* _What is expected_
Continue the biographical article about Mahn Nyein Maung from where it stops, writing the next few sentences.

(Excerpt Opens)

P'doh Mahn Nyein Maung (ဖဒိုမန်းငြိမ်းမောင်, born c. 1947) is a Karen politician and former rebel leader. He is currently serving as a member of Myanmar's State Administration Council.

Mahn Nyein Maung was born between 1947 and 1949.

== Career ==

=== 1960s–2020: Activism ===
After the 1962 Burmese coup d'état, Mahn Nyein Maung became involved in underground political activism. He was arrested in July 1967 and imprisoned in the Coco Islands. He escaped in 1970. He was recaptured and imprisoned until April 1973, under a general amnesty. During his time in jail, he became acquainted with Mahn Aung Kyi, the secretary of the All Burma Karen Organization, who would become his political mentor.

In 2000, he published a memoir entitled Against the Storm, Across the Sea, describing his prison break from Coco Islands in the 1970s, a feat that earned him the nickname "Burma's Papillon." In December 2011, he was sentenced to 17 years in prison for "unlawful association" after being deported by China due to visa issues. In March 2012, he was sentenced to life in prison for participating in acts of war against the ruling government, but was released on 19 March via presidential amnesty. Mahn Nyein Maung became an admirer of Thein Sein, who had pardoned him. Mahn Nyein Maung participated in negotiating the landmark Nationwide Ceasefire Agreement, which was signed by KNU on 15 October 2015.

(Excerpt Closes)
(Supplied material Opens)

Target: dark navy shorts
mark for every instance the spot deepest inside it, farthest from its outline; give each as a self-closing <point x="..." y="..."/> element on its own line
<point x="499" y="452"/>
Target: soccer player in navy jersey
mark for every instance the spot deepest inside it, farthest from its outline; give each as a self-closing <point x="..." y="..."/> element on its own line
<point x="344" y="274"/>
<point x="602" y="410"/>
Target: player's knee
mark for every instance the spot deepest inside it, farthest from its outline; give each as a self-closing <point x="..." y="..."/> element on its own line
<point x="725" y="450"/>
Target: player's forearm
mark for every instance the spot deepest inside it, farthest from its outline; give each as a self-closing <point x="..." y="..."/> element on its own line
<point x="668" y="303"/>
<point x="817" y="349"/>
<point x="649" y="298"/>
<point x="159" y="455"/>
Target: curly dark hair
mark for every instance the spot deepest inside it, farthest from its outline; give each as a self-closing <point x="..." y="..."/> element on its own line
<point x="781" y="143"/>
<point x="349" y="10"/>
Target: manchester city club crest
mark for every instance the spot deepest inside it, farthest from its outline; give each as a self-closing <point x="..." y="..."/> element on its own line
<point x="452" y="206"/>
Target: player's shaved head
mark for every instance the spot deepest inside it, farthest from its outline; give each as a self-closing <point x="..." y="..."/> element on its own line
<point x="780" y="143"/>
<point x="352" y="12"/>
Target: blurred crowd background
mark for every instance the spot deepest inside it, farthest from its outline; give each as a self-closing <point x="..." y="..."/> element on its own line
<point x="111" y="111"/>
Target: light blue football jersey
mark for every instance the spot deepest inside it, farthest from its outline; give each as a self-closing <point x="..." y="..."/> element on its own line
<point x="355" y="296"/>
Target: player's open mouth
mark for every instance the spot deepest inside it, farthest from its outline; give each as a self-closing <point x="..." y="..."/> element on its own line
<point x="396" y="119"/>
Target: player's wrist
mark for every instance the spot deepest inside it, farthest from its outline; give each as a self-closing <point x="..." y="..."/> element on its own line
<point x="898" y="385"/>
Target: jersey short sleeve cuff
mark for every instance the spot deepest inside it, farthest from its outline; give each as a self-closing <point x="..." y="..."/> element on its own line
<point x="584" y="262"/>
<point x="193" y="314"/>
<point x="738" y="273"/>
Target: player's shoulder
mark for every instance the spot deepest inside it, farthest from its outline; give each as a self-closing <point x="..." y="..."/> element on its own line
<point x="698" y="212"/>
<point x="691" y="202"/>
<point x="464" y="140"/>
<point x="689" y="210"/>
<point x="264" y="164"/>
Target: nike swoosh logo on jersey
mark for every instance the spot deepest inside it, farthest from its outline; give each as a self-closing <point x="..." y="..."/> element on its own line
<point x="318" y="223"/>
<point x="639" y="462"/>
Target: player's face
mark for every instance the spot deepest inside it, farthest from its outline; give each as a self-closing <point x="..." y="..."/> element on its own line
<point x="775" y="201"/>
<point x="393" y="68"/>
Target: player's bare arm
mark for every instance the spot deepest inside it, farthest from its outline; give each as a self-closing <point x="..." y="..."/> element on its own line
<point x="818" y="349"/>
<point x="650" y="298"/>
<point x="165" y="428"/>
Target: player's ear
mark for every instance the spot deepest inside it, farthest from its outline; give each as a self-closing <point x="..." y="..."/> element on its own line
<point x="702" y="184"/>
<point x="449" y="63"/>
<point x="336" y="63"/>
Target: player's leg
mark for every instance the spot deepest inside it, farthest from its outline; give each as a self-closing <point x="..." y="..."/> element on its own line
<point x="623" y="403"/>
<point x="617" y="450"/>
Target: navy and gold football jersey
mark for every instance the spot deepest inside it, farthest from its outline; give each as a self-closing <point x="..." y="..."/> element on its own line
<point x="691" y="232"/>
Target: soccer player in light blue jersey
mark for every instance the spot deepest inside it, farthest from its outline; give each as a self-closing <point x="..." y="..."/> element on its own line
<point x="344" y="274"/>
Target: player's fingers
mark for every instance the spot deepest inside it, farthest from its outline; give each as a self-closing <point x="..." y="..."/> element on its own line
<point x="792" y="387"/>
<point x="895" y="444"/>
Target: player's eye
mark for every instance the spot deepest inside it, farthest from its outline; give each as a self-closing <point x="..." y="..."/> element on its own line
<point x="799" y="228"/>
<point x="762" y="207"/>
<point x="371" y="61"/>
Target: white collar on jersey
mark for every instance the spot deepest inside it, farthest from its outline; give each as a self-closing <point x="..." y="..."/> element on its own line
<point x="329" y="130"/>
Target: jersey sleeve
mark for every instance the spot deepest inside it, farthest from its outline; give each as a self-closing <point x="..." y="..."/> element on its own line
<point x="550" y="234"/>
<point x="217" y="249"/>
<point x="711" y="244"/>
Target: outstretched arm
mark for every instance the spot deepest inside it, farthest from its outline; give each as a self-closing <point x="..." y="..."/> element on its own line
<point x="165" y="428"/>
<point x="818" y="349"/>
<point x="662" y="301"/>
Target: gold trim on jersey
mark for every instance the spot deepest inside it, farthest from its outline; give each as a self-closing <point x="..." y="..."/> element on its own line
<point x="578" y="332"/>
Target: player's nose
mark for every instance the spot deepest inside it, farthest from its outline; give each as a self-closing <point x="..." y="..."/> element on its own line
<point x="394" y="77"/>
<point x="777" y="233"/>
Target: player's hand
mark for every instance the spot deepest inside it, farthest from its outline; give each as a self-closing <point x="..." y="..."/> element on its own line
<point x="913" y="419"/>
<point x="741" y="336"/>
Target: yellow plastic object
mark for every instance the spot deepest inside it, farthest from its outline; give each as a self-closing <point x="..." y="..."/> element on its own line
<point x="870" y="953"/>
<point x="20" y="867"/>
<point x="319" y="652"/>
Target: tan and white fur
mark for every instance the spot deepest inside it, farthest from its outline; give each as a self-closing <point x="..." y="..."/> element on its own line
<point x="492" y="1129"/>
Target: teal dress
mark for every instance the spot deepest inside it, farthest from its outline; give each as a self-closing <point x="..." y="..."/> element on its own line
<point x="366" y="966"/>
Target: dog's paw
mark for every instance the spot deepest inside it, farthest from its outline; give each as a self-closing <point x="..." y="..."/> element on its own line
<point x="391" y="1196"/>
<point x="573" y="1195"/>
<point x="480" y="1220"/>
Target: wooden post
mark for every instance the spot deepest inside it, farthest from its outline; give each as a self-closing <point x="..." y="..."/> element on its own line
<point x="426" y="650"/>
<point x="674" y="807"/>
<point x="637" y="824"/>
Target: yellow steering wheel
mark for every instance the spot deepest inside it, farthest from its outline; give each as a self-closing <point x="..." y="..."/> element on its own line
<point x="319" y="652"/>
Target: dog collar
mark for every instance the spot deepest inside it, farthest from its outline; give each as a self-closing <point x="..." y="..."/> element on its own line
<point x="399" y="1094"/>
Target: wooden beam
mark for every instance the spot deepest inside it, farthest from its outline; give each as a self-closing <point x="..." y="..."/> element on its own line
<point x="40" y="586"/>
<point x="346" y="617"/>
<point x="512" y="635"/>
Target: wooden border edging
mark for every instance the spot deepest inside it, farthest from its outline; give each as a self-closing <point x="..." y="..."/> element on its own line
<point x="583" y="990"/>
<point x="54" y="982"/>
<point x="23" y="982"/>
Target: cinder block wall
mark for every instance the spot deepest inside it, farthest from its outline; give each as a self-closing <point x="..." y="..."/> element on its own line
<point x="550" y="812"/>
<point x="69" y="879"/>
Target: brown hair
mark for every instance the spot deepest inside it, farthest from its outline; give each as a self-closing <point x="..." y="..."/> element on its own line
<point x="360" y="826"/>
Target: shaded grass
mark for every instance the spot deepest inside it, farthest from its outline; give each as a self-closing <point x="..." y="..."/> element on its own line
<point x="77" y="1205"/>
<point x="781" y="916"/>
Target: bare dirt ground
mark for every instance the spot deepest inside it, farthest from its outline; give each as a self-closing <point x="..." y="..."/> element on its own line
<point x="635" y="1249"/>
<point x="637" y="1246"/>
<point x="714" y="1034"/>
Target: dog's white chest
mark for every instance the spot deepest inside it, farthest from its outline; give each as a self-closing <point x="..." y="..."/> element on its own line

(Supplied material Closes)

* _Written response_
=== 2020–present: Entry into politics ===
He resigned from the central executive committee of the Karen National Union in July 2020, in order to contest a Pyithu Hluttaw seat in his hometown of Pantanaw, Ayeyarwady Region in the 2020 Myanmar general election, representing the Kayin People's Party. He lost the election, placing third, with 8.83% of the votes. Nyunt Thein, representing the National League for Democracy, won the race with 58.01% of the votes.

He was appointed as a member of the State Administration Council on 2 February 2021, in the aftermath of the 2021 Myanmar coup d'état. Following his appointment, the KNU distanced itself from Mahn Nyein Maung, and reiterated its opposition to the military coup.